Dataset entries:
====
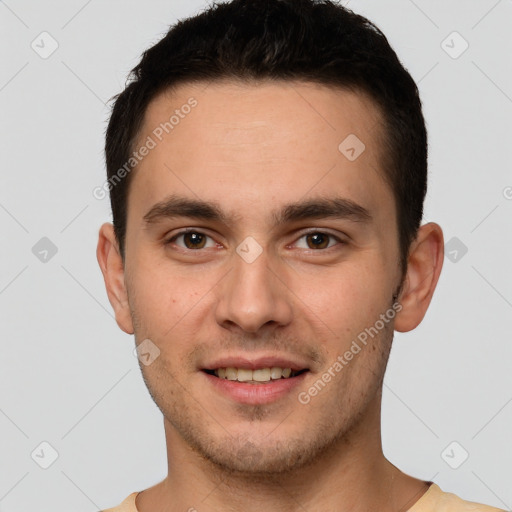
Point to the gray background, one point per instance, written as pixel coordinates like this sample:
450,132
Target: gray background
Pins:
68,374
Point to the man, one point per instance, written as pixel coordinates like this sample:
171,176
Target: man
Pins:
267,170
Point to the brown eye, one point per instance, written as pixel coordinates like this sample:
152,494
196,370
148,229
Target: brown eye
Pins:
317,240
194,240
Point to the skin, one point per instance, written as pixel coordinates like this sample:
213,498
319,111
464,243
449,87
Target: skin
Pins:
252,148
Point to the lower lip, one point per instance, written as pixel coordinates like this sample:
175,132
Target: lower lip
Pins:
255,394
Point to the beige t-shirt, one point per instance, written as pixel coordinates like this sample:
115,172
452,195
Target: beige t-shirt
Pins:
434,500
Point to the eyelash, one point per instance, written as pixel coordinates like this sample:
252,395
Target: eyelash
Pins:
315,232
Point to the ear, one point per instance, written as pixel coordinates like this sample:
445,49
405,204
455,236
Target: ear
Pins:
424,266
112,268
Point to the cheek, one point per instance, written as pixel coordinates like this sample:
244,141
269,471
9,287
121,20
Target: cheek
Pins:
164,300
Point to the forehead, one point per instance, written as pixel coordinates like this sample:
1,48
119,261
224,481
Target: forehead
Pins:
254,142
====
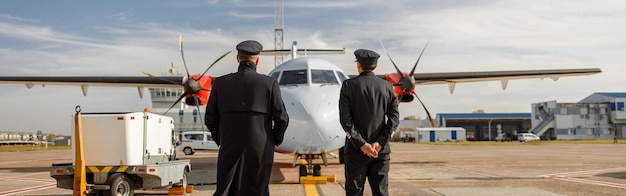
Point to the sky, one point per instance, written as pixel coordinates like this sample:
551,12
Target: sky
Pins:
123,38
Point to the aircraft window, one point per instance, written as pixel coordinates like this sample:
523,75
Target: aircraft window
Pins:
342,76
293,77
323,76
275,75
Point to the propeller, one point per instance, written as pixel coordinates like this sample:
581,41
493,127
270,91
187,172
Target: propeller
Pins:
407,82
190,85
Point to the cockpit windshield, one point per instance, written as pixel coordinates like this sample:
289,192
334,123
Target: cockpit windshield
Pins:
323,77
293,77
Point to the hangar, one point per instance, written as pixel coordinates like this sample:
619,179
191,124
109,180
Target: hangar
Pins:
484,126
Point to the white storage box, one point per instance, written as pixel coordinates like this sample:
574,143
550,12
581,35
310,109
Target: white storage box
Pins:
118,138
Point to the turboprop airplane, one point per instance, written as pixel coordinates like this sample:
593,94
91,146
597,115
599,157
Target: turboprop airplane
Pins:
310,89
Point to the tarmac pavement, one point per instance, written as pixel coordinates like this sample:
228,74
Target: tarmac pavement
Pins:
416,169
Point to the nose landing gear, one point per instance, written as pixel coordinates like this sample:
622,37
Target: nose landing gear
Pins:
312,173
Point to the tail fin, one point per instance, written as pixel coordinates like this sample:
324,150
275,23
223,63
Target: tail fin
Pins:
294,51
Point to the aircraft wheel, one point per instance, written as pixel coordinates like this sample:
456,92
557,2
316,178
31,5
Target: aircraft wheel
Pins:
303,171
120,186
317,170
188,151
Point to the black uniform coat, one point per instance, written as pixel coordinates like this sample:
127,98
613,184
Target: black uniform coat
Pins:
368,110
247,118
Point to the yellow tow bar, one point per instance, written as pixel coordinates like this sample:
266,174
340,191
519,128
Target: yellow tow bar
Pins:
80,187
====
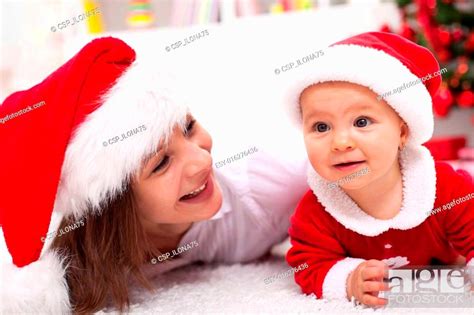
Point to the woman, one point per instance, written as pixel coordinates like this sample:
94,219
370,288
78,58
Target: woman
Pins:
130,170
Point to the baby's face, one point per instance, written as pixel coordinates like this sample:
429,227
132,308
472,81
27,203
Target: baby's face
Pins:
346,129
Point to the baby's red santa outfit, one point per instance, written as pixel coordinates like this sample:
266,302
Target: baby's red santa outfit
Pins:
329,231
====
What to produce: Your task is to find each line in the entries that contains the string "coat" and copy it.

Answer to this problem:
Point to the black uniform coat, one point per instance, written as pixel coordinates like this sample:
Target: black uniform coat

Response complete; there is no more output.